Extracted data entries
************

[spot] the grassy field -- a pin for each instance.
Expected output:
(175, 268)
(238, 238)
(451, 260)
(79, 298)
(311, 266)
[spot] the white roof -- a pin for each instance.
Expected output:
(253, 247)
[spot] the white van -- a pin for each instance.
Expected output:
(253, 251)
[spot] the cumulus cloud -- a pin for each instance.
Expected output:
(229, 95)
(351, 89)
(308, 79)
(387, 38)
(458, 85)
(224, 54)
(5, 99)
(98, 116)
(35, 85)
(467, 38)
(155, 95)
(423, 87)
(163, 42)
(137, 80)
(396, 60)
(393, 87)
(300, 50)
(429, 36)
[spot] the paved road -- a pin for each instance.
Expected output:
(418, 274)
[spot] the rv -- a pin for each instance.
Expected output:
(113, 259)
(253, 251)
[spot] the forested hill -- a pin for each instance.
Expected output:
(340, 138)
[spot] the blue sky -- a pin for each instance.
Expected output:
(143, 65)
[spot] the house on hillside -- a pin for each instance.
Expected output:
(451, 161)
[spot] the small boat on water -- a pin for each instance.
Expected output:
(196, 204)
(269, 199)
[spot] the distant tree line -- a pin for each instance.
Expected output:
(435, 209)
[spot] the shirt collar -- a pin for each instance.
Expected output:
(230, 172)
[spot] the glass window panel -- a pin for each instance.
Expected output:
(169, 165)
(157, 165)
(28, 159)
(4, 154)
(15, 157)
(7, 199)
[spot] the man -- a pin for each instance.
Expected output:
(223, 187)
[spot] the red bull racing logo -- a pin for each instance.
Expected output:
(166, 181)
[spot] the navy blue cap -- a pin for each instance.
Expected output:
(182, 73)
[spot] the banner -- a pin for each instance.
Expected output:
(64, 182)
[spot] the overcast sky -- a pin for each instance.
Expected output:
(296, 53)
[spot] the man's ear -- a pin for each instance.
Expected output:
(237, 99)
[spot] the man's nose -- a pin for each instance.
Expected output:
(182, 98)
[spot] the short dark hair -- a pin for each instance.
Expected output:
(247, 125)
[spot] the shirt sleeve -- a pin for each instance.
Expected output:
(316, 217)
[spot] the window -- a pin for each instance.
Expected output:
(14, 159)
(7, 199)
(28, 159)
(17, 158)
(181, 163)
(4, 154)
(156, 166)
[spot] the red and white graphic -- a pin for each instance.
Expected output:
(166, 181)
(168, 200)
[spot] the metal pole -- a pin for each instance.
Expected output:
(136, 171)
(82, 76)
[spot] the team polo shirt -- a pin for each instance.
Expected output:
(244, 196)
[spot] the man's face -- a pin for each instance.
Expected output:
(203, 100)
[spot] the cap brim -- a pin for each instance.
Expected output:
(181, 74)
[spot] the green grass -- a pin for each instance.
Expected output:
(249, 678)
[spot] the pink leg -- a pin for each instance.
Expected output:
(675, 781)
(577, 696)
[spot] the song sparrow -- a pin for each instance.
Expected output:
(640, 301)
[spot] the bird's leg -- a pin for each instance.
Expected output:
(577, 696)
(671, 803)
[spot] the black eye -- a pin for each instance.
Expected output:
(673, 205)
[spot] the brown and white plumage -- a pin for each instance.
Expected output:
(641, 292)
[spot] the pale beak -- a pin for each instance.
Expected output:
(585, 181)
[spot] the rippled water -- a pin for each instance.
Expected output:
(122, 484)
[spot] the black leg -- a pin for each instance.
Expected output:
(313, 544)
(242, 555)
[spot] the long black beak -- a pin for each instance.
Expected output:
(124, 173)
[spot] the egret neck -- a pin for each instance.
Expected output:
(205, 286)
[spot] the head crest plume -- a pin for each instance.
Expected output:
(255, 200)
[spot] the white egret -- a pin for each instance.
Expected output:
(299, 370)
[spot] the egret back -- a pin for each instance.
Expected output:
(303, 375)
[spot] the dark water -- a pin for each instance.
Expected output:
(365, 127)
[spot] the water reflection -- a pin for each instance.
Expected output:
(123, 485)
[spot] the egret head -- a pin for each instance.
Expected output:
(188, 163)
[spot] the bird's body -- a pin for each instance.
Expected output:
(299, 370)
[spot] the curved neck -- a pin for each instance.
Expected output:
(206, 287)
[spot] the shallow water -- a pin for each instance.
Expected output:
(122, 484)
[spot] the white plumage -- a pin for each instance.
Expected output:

************

> **What needs to be done**
Produce an exact copy of all the records.

> **The completed task**
[spot] the grassy field -- a pin for each instance.
Expected output:
(175, 268)
(238, 238)
(451, 260)
(79, 298)
(311, 266)
[spot] the white roof -- a pin for each instance.
Expected output:
(253, 247)
[spot] the white van -- a pin for each instance.
Expected output:
(253, 251)
[spot] the cumulus cloud -- a pin for each instance.
Expected output:
(229, 95)
(351, 89)
(308, 79)
(387, 38)
(458, 85)
(224, 54)
(5, 99)
(98, 116)
(35, 85)
(467, 38)
(155, 95)
(423, 87)
(163, 42)
(137, 80)
(396, 60)
(393, 87)
(300, 50)
(429, 36)
[spot] the paved road -- a pin for each instance.
Expected output:
(418, 274)
[spot] the rv -- a pin for each instance.
Expected output:
(113, 259)
(253, 251)
[spot] the forested hill -- a pin for each instance.
Expected output:
(340, 138)
[spot] the blue sky -- a pin for each instance.
Expected output:
(143, 65)
[spot] the house on hillside -- a pin for each instance.
Expected output:
(451, 161)
[spot] the small boat on water -- a pin for each instance.
Expected output:
(196, 204)
(269, 199)
[spot] the distant tree line -- a pin for each instance.
Expected output:
(435, 209)
[spot] the shirt collar -- a pin for each instance.
Expected output:
(230, 172)
[spot] the glass window panel -- a pin for each instance.
Expected output:
(169, 165)
(157, 165)
(28, 159)
(4, 154)
(15, 157)
(7, 199)
[spot] the man -- a pin for each instance.
Expected output:
(223, 187)
[spot] the red bull racing logo -- a pin for each instance.
Expected output:
(166, 181)
[spot] the navy blue cap -- a pin for each instance.
Expected output:
(182, 73)
[spot] the banner -- a pin for each instance.
Expected output:
(64, 182)
[spot] the overcast sky -- a pin for each instance.
Expected output:
(296, 53)
[spot] the man's ear -- a pin for each instance.
Expected output:
(237, 99)
[spot] the man's nose -- a pin for each instance.
Expected output:
(182, 98)
[spot] the short dark hair -- a pin for each instance.
Expected output:
(247, 125)
[spot] the shirt sleeve -- a pin for each instance.
Expected output:
(316, 217)
[spot] the window -- a pin for each instance.
Expected output:
(14, 159)
(7, 199)
(28, 159)
(17, 158)
(181, 163)
(4, 154)
(156, 166)
[spot] the red and white graphic -- a pin for each instance.
Expected output:
(166, 181)
(168, 200)
[spot] the metal pole -- a pin for each instance.
Expected output:
(136, 171)
(82, 76)
[spot] the team polo shirt -- a pin for each instance.
Expected output:
(244, 196)
[spot] the man's face -- a pin for each instance.
Expected output:
(203, 100)
[spot] the cap brim -- a pin for each instance.
Expected output:
(181, 74)
[spot] the green grass -- a pin for each instance.
Expected output:
(249, 678)
[spot] the pink leg -- a pin for each instance.
Expected output:
(675, 781)
(577, 696)
[spot] the song sparrow -- a pin for each instance.
Expected output:
(640, 301)
[spot] the bird's leg -- a pin for each instance.
Expected output:
(577, 696)
(671, 803)
[spot] the black eye -- a pin for each instance.
Expected output:
(673, 205)
[spot] the brown and white plumage -- a pin for each instance.
Expected output:
(641, 292)
[spot] the pale beak -- a pin for each instance.
Expected output:
(585, 181)
[spot] the rippled water -- a pin for each instance.
Expected output:
(122, 484)
[spot] the black leg -- a pin for each instance.
Expected output:
(313, 544)
(242, 555)
[spot] the long black beak -- a pin for each instance.
Expected output:
(124, 173)
[spot] the egret neck -- a pin for each instance.
Expected output:
(205, 286)
[spot] the head crest plume -- a pin for each instance.
Expected output:
(255, 200)
[spot] the white egret -- a pin for each instance.
Expected output:
(299, 370)
[spot] the egret back -- a pin for each instance.
Expected output:
(303, 375)
[spot] the dark water -- a pin for each instance.
Expected output:
(365, 127)
[spot] the water reflection -- a pin for each instance.
Expected output:
(123, 485)
[spot] the egret head -- a pin for each instance.
Expected output:
(188, 163)
[spot] the bird's body -- a pin for each instance.
Expected output:
(299, 370)
[spot] the curved neck -- a pin for each instance.
Expected output:
(206, 287)
[spot] the shallow water -- a pin for each instance.
Expected output:
(122, 484)
[spot] the white plumage -- a pin for each instance.
Expected output:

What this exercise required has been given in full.